Task statement
Every line from the line containing "TARGET = white cloud" through the final line below is to be repeated exactly; no other line is.

*-*-*

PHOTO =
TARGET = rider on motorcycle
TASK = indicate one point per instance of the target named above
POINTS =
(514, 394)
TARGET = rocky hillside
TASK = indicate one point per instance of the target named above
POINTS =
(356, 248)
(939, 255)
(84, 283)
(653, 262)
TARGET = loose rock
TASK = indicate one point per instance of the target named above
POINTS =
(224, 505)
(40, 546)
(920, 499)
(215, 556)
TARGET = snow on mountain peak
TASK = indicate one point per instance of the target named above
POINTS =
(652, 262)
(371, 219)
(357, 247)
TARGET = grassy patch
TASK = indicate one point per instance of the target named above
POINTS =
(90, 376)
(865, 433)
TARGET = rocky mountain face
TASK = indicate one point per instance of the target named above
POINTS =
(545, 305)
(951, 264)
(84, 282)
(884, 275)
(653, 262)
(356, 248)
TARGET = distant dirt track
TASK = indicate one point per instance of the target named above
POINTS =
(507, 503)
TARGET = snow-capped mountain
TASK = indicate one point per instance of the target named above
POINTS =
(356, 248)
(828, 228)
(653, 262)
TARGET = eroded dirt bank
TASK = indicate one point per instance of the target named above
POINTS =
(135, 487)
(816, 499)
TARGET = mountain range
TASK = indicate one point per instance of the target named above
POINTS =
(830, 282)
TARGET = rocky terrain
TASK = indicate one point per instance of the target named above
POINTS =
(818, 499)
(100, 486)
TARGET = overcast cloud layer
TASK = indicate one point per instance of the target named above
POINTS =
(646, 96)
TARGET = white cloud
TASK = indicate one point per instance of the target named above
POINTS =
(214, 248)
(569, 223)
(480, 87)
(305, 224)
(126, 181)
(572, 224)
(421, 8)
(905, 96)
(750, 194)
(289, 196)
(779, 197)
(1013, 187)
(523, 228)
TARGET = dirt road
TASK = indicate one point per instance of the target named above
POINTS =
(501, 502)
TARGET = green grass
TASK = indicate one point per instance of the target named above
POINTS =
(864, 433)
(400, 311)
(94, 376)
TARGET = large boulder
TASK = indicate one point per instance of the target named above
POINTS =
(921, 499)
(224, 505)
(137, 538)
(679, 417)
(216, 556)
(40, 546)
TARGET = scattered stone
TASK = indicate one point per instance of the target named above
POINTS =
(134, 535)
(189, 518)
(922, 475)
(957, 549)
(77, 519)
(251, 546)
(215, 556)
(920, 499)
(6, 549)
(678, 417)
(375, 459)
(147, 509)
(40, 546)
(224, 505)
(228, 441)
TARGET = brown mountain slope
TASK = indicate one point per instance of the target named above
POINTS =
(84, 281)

*-*-*

Solved exercise
TARGET = white cloud
TASK = indicate one point per instance of the target named above
POINTS =
(214, 248)
(569, 223)
(480, 87)
(305, 224)
(126, 181)
(572, 224)
(421, 8)
(905, 96)
(750, 194)
(289, 196)
(779, 197)
(1013, 187)
(523, 228)
TARGET = dirt road
TASK = indicate one point per instance of the target named above
POINTS =
(501, 502)
TARGET = green grass
TASK = indicate one point per instance of the target named above
POINTS =
(864, 433)
(400, 311)
(94, 376)
TARGET = large boulder
TASK = indicate one point per instance of the target named above
POINTS =
(921, 499)
(224, 505)
(137, 538)
(679, 417)
(216, 556)
(40, 546)
TARGET = scattered stone
TASK = indicate one point per instance of the target named above
POINTS =
(134, 535)
(189, 518)
(922, 475)
(957, 549)
(77, 519)
(251, 546)
(215, 556)
(920, 499)
(6, 549)
(678, 417)
(375, 459)
(147, 509)
(40, 546)
(224, 505)
(228, 441)
TARGET = brown mountain slope
TASK = indicate one point per instance of the target named above
POINTS =
(84, 281)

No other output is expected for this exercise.